> _REQUIREMENTS_
Identify each line in the records below that holds the word "quartz" and copy those lines out.

----- MATERIAL FOR THIS EXERCISE

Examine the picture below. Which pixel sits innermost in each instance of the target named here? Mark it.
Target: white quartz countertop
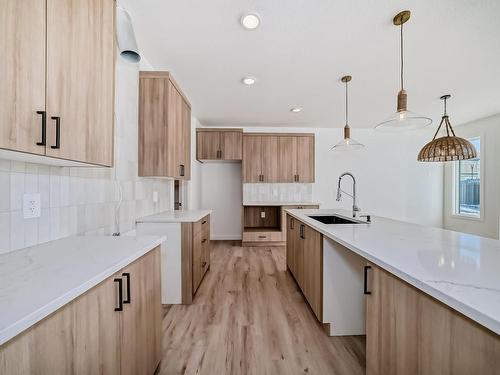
(177, 216)
(38, 280)
(280, 204)
(461, 270)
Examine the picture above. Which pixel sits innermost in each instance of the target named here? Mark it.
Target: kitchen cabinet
(408, 331)
(260, 158)
(59, 82)
(219, 144)
(164, 127)
(280, 157)
(305, 261)
(102, 331)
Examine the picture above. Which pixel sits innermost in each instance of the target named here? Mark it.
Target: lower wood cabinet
(409, 332)
(98, 332)
(305, 260)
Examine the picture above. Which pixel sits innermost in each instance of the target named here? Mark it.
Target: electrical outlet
(31, 205)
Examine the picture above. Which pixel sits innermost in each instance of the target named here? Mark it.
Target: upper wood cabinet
(219, 144)
(164, 127)
(58, 77)
(278, 157)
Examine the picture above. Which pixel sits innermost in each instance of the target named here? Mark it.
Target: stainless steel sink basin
(333, 219)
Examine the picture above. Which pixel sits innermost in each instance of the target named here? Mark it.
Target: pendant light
(347, 143)
(403, 119)
(449, 147)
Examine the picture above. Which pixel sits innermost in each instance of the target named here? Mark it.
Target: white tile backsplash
(83, 200)
(277, 192)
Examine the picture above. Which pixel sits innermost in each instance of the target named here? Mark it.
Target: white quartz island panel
(458, 269)
(36, 281)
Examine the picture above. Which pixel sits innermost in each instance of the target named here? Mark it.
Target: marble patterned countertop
(175, 216)
(38, 280)
(461, 270)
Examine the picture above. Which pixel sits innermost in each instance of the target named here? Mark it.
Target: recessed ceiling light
(248, 81)
(250, 21)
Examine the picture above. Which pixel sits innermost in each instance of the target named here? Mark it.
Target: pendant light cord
(346, 106)
(402, 59)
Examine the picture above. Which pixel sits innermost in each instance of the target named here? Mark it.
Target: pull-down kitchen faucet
(355, 208)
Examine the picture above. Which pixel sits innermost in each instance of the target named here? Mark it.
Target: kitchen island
(432, 296)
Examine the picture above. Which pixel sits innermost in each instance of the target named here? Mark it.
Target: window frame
(456, 181)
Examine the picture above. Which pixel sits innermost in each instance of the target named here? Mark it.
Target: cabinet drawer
(262, 236)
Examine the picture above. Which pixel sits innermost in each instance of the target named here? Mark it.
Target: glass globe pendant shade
(403, 119)
(347, 143)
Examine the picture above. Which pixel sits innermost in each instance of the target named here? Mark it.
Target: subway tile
(4, 232)
(4, 191)
(16, 191)
(16, 230)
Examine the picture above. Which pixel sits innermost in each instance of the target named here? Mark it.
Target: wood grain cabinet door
(269, 163)
(186, 141)
(287, 159)
(141, 318)
(313, 270)
(252, 150)
(80, 80)
(208, 145)
(409, 332)
(231, 145)
(22, 72)
(305, 159)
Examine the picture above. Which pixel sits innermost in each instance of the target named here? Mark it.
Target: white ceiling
(303, 47)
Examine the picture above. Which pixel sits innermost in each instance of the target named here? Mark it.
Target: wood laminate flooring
(249, 317)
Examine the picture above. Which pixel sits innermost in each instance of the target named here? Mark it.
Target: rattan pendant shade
(449, 147)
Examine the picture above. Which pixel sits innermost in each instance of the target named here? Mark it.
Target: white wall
(83, 200)
(489, 131)
(221, 191)
(390, 181)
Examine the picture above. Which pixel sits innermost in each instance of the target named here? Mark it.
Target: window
(468, 184)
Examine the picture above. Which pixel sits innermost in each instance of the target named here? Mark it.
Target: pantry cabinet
(219, 144)
(58, 70)
(113, 328)
(164, 127)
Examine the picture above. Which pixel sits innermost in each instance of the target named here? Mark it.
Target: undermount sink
(333, 219)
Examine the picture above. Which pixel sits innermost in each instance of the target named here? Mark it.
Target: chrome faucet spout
(355, 207)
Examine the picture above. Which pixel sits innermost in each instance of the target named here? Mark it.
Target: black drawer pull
(58, 132)
(365, 283)
(120, 294)
(127, 276)
(43, 142)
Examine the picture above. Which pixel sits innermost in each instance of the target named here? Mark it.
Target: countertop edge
(30, 320)
(470, 312)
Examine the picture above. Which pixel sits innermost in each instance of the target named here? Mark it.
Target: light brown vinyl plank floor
(249, 317)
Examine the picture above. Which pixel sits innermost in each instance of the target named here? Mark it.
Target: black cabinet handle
(58, 132)
(365, 283)
(43, 142)
(127, 276)
(120, 294)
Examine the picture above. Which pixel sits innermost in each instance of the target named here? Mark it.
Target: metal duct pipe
(125, 37)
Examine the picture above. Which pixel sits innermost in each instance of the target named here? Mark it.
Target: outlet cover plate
(31, 205)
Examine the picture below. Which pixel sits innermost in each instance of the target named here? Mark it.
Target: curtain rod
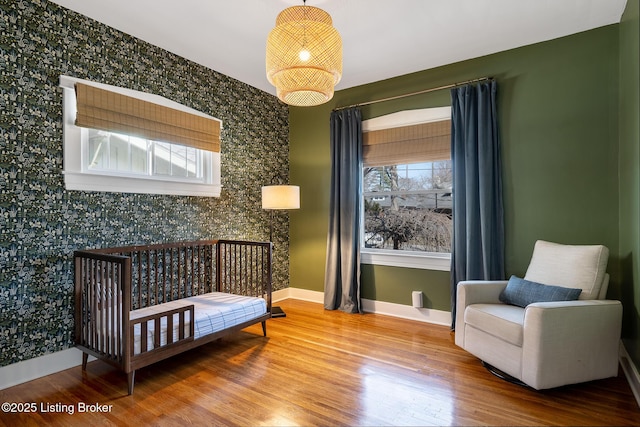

----------

> _IN RESPONSE_
Target: white quartz countertop
Target: white quartz island panel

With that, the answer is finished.